En ACML, on se réunit (à Mirmande, ou autre), par rapport à un Essentiel dont on ne peut à peu près rien dire (ni communiquer, ni enseigner), mais on se réunit quand même ; on est très attaché à ces rencontres… et on consacre beaucoup d’énergie (matérielle, physique, psychique, et spirituelle, aussi, certainement) pour que cela puisse se faire (« avoir lieu »), et continuer à se faire (pour soi et pour d’autres que soi), dans une durée que l’on ne peut concevoir autrement que de ne devoir jamais s’interrompre, car inscrite dans une chaîne d’engagements se transmettant, comme la vie elle-même se transmet, au long du temps, en nous, par nous, à travers nous, au-delà de nous. Chaîne dans laquelle nous avons pris place, chacun à notre tour et à notre façon, et qui aurait débuté il y a maintenant quelques cent ans. Alors ce centenaire, certains d’entre nous ont décidé et entrepris de le fêter avec le plus bel enthousiasme cette année ! Joie !
Dans « ce temps-là », qui est le nôtre, où nous nous situons, nous enracinons, et nous ouvrons à « cela qui nous dépasse », que puisse encore et le plus longtemps « avoir lieu », dans le sens le plus concret et fort de ces mots, cet impalpable et très réel « quelque chose » qui nous fait nous réunir… à la fois toujours et jamais le même, toujours le même et un autre.
Ainsi, cette année de centenaire, (quatre fois 25 ans ! 25 ans, c’est l’âge qu’avait Marcel Légaut lorsque le « groupe » a débuté…), nous aurons un colloque, des concerts, une exposition itinérante, des éditions et rééditions, en plus des rencontres habituelles, et encore d’autres perspectives et d’autres projets… que nous espérons pouvoir entreprendre…
Ne pas interrompre le lien entre nous, qui se nourrit de la présence de chacun à soi-même et aux autres (en « présentiel » ou en pensée, et surtout de cœur), ni interrompre ce mouvement qui nous anime, ET accepter de ne se tenir que dans l’inachevé : voilà le champ, le « paysage », le chemin dans lesquels nous avançons, la gageure… Pour être vivants il nous faut tenir ces deux postures.
──────────
> Consigne: Recopiez mot pour mot, dans le texte sur les rencontres de l'ACML, tout ce qui va de « Ainsi, cette année » jusqu'à « ces deux postures. ».

[Entrées de données recueillies]
──────────
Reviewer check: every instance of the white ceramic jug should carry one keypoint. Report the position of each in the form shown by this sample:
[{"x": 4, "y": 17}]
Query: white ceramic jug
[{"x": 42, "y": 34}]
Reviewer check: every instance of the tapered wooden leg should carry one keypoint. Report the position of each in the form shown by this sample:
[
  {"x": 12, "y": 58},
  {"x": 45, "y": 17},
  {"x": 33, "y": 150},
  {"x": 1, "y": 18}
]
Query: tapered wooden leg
──────────
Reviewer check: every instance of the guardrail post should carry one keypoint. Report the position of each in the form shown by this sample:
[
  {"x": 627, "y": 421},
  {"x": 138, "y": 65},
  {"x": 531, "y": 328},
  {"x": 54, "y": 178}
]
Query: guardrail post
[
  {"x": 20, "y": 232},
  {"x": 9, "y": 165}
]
──────────
> Résultat obtenu:
Ainsi, cette année de centenaire, (quatre fois 25 ans ! 25 ans, c’est l’âge qu’avait Marcel Légaut lorsque le « groupe » a débuté…), nous aurons un colloque, des concerts, une exposition itinérante, des éditions et rééditions, en plus des rencontres habituelles, et encore d’autres perspectives et d’autres projets… que nous espérons pouvoir entreprendre…
Ne pas interrompre le lien entre nous, qui se nourrit de la présence de chacun à soi-même et aux autres (en « présentiel » ou en pensée, et surtout de cœur), ni interrompre ce mouvement qui nous anime, ET accepter de ne se tenir que dans l’inachevé : voilà le champ, le « paysage », le chemin dans lesquels nous avançons, la gageure… Pour être vivants il nous faut tenir ces deux postures.